Task 1: Reproduce the portion of the passage on higher education that lies between "I keep reading" and "capitalize on this.", inclusive.

Source excerpt:
*-*-*

This is the reason I signed up for these Coursera courses. I like the humanities. I like musicology. Paying thousands of dollars for these courses would be a reckless indulgence for my family, financially, and would offer no benefit to us monetarily. I may have been imprudently indulgent in pursuing a B.A. in Creative Writing, and now an M.F.A. in Creative Writing, instead of trying for an MBA or JD, but I can defend my choice of degree in that I will end up with a graduate degree, period. The credential will be something I can leverage for my family's benefit. In my line of work, regardless of experience or intelligence, the difference between a Master and Bachelors translates into a whole swathe of better job opportunities, and extra income. That I am studying something I enjoy, and am good at, is a bonus. But if not for the fact that I can use my degree for a practical purpose, and have the ability to complete it, pursuing it would have been purest folly.

I keep reading articles about millions of students in the US and Canada who enter into university, only to drop out with a mountain of debt, and these stories always upset me. I really hate the precedence of the academic credential in the modern world, because the end result is a highly destructive and self-defeating educational paradigm. Students go to high school to prepare for university, and anything less is frowned upon. Based just on the dropout rates for high school and university, there are a heck of a lot of people not cut out for higher education. Yet so many feel pressured to give it a go, and universities capitalize on this.

*-*-*

(Annotation dataset entries)
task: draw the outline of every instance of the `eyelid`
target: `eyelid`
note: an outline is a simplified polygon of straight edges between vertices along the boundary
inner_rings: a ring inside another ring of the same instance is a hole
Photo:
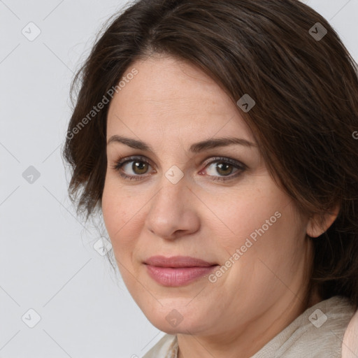
[[[132,155],[129,157],[120,157],[118,159],[117,159],[115,162],[115,164],[112,166],[111,167],[118,171],[120,173],[120,176],[121,176],[122,178],[131,178],[131,180],[141,180],[141,178],[145,178],[149,174],[145,173],[143,175],[128,175],[125,173],[121,173],[122,167],[125,165],[128,162],[134,162],[135,160],[138,160],[138,162],[143,162],[144,163],[146,163],[149,164],[150,166],[153,167],[153,166],[151,164],[151,161],[148,159],[147,159],[143,155]],[[209,177],[213,177],[216,179],[212,179],[214,181],[224,181],[224,180],[229,180],[230,179],[234,179],[240,175],[240,173],[243,171],[245,171],[246,169],[248,169],[248,166],[243,164],[242,162],[240,162],[238,160],[233,159],[231,158],[228,158],[227,157],[209,157],[207,159],[206,159],[201,166],[203,166],[203,168],[201,169],[200,171],[202,171],[203,170],[205,170],[206,166],[208,166],[208,164],[213,164],[215,162],[224,162],[229,164],[232,165],[234,167],[235,167],[238,171],[239,172],[238,174],[236,174],[234,176],[208,176]],[[154,173],[157,173],[157,171],[154,169]],[[138,178],[138,179],[134,179],[135,178]]]

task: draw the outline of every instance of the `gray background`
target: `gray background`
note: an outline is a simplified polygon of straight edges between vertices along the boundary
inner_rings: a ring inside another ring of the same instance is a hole
[[[304,2],[358,61],[358,0]],[[60,156],[73,73],[125,3],[0,0],[0,358],[140,357],[164,334],[94,249]]]

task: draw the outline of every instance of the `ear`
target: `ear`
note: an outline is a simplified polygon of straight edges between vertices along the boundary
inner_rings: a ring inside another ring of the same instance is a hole
[[[333,210],[325,213],[323,216],[315,215],[308,220],[306,233],[311,238],[317,238],[327,231],[336,219],[340,206],[336,206]]]

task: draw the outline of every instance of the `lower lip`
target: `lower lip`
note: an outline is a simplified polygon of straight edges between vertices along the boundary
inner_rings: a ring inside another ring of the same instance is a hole
[[[201,267],[158,267],[145,265],[150,276],[163,286],[183,286],[208,275],[217,265]]]

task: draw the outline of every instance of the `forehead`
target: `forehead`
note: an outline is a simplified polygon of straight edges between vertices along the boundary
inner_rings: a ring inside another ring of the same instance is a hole
[[[122,131],[152,138],[183,133],[196,141],[236,134],[254,141],[236,103],[192,64],[157,55],[134,62],[124,77],[134,69],[111,101],[107,138]]]

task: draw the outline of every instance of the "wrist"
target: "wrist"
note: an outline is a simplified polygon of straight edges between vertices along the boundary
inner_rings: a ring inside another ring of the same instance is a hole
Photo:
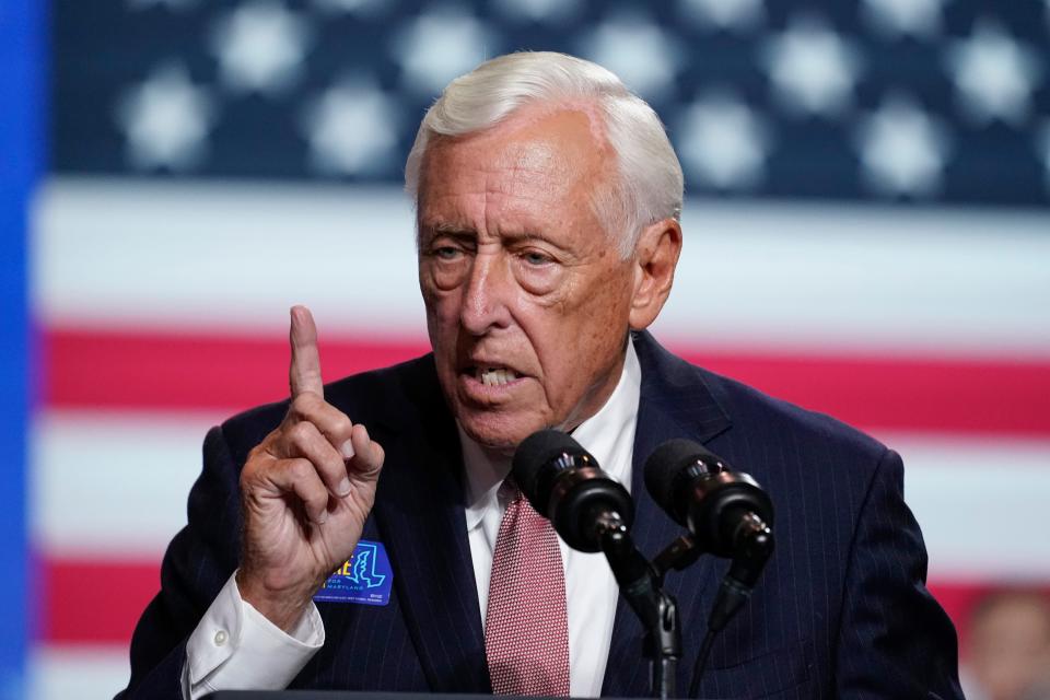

*-*-*

Task 2: State only the number of lines in the listing above that contain the string "draw", with case counting.

Result 1:
I keep reading articles about millions of students in the US and Canada who enter into university, only to drop out with a mountain of debt, and these stories always upset me. I really hate the precedence of the academic credential in the modern world, because the end result is a highly destructive and self-defeating educational paradigm. Students go to high school to prepare for university, and anything less is frowned upon. Based just on the dropout rates for high school and university, there are a heck of a lot of people not cut out for higher education. Yet so many feel pressured to give it a go, and universities capitalize on this.

Result 2: 6